--- Texto do documento ---
::::

Até que a morte os separe ou que seja eterno enquanto dure? No final de 2020, as duas grandes fabricantes de smartphones, Apple e Samsung, causaram impacto no mercado brasileiro ao anunciar a venda de seus aparelhos de celular sem o carregador e os fones de ouvido. A principal justificativa: causar menos impacto ao meio ambiente.
O fato ensejou à primeira, uma ação na justiça por um consumidor, na Vara do Juizado Especial Cível e Criminal de Piracicaba (SP) e também uma multa na ordem de R$ 10 milhões pelo Procon-SP. Além disso, semana passada, a Senacon (Secretaria Nacional do Consumidor) fez uma proposta de TAC (termo de ajustamento de conduta) a ambas, com o intuito de mitigar o impacto da prática, em tese, abusiva.
Diante dos casos, a análise jurídica consumerista a ser feita é: a venda “descasada” está regulada pelo Código de Defesa do Consumidor? Muito embora a tese utilizada na ação judicial mencionada acima ter sido a de que a conduta do fornecedor de separar os itens force a venda casada, o que é vedado pela referida Lei, no art. 39, I, o que se observa, na prática, é a desassociação da venda de itens que antes eram vendidos juntos.
Segundo o doutrinador Fabrício Bolzan1, a venda casada é denominada pela doutrina e jurisprudência como a vinculação da venda de um produto ou serviço a outro, ou à contratação de mais de um serviço ou, ainda, à aquisição de um produto, desde que contrate certo serviço. Sequencialmente, o autor também discorre em sua obra que a venda de um conjunto de roupas ou de um pacote de viagens, por exemplo, não são abusivas, pois para ocorrer efetivamente a venda casada é necessário que os produtos ou serviços ofertados sejam usualmente vendidos separadamente, mas que de maneira inapropriada o fornecedor força a venda agrupada dos itens.
Desse modo, tem-se que os carregadores e os fones de ouvidos não eram usualmente vendidos separados, mas sim junto com o celular, assim como algumas marcas vendem conjuntos de moletom. Porém dada uma nova política comercial, as fabricantes optaram por ofertar os itens separadamente, assim como algumas varejistas também vendem a calça e o casaco do moletom separados. Nesse sentido, inclusive, o entendimento do Juiz Guilherme Lopes Alves Lamas ao referido Processo, sob 1019678-91.2020.8.26.0451, ao afirmar que não cabe à Justiça proibir ou não a fabricante de vendê-los separadamente: “pensar que eventual dirigismo estatal nesse sentido resguarde o interesse dos consumidores, já que, não havendo tabelamento de preços, caso se passe a obrigar a empresa a fazer a venda conjunta, por óbvio que tal será repassado ao preço dos produtos”.

::::

--- Tarefas escritas ---
A – Segundo o texto sobre a venda de celulares sem carregador, qual dispositivo do Código de Defesa do Consumidor proíbe a venda casada?
B – Transcreva fielmente o trecho do texto sobre a venda de celulares sem carregador entre "Segundo o doutrinador" e "agrupada dos itens.", inclusive.
C – Dê sequência ao texto sobre a venda de celulares sem carregador a partir do ponto em que ele termina.
A listagem não tem papel nenhum aqui.

::::

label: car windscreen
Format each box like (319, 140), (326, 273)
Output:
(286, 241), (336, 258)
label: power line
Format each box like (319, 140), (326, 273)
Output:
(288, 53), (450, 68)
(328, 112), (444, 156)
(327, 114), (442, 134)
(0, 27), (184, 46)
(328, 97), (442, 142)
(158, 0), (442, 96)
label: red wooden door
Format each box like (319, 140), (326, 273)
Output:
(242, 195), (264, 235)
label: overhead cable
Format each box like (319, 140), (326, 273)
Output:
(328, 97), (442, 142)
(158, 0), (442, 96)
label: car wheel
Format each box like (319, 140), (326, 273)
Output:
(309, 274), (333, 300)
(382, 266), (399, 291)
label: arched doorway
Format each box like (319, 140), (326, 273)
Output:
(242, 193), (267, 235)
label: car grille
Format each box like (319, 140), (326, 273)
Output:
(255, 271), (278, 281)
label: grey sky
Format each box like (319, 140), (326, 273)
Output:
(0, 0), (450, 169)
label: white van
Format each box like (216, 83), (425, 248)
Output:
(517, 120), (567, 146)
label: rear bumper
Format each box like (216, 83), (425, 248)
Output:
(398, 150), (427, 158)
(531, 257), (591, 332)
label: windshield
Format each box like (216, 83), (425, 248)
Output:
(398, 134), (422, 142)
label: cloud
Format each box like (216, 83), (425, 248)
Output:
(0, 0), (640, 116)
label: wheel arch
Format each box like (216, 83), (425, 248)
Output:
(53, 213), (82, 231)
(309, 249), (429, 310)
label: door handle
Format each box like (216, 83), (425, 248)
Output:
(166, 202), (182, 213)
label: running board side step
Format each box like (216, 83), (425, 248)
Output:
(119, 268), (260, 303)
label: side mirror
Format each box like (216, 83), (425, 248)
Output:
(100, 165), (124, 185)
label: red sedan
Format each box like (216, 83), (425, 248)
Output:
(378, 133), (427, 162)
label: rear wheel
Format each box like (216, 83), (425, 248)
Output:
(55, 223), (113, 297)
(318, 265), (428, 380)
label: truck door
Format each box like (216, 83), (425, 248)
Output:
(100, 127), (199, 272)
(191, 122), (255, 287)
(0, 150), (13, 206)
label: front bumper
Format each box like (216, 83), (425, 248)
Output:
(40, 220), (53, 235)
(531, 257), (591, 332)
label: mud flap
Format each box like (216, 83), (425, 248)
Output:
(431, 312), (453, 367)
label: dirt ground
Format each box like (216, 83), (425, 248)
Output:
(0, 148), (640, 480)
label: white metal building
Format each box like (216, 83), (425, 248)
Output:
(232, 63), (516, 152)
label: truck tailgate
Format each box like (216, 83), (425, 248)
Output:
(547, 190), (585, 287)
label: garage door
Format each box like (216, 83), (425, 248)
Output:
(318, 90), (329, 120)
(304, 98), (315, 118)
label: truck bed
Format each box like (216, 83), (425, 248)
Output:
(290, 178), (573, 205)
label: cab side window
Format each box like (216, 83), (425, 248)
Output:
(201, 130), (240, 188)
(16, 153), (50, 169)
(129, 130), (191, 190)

::::

--- Respostas ---
A – O art. 39, I.

B –
Segundo o doutrinador Fabrício Bolzan1, a venda casada é denominada pela doutrina e jurisprudência como a vinculação da venda de um produto ou serviço a outro, ou à contratação de mais de um serviço ou, ainda, à aquisição de um produto, desde que contrate certo serviço. Sequencialmente, o autor também discorre em sua obra que a venda de um conjunto de roupas ou de um pacote de viagens, por exemplo, não são abusivas, pois para ocorrer efetivamente a venda casada é necessário que os produtos ou serviços ofertados sejam usualmente vendidos separadamente, mas que de maneira inapropriada o fornecedor força a venda agrupada dos itens.

C –
Temos, na redação do art; 39, I, na seção IV, que trata das práticas abusivas no CDC, a vedação expressa da conduta da “venda casada”, com o uso, inclusive, do verbo “condicionar”, vejamos:
Art. 39. É vedado ao fornecedor de produtos ou serviços, dentre outras práticas abusivas:
I - condicionar o fornecimento de produto ou de serviço ao fornecimento de outro produto ou serviço, bem como, sem justa causa, a limites quantitativos;
(...)
Desse modo, importante lembrar do princípio da legalidade ao averiguar que a conduta contrária, ou seja, a venda “descasada” não está proibida pela Lei, o que a torna uma prática permitida. Note que a discussão proposta não é no sentido de analisar se sua aplicabilidade, no caso concreto, fere ou não outros princípios, como o da boa fé objetiva, com a máxima nemo potest venire contra fctum proprium, que veda o comportamento contraditório, mas de demonstrar que, ao não estar claramente tipificada no Codex Consumerista, emerge-se uma brecha legislativa significativa.
Muitos leitores devem se lembrar que em 2009, o McDonald’s firmou um TAC com o MPF para que os brinquedos que acompanham o McLanche Feliz fossem vendidos separadamente e é a prática que, desde então, vigora nesse mercado.
Se, nesse caso da varejista de alimentação, houve o entendimento da prática de venda casada e a possibilidade dessa desassociação, justamente para viabilizar a autonomia do consumidor na hora da compra entre o lanche e o brinquedo, porque, agora, a iniciativa das fabricantes de celulares de ofertarem os itens separadamente é tida como ilegal?
Hoje em dia, já é possível comprar calça social de um tamanho e blazer de outro. O mesmo vale para biquínis, lingeries e até música, quando se opta por adquirir uma única faixa ao invés do álbum completo. Talvez o erro das big techs foi na forma de comunicar a nova política comercial e também na escolha do argumento, que apesar de nobre e importante, não descortinou um caráter fulcral quando o assunto é contratos: a autonomia de vontade, sensibilizando o consumidor de que só cabe a ele a opção pelo o que quer comprar. Afinal, muitos foram feitos um para outro, mas nem todos ou nem tudo nessa vida são, de fato, inseparáveis.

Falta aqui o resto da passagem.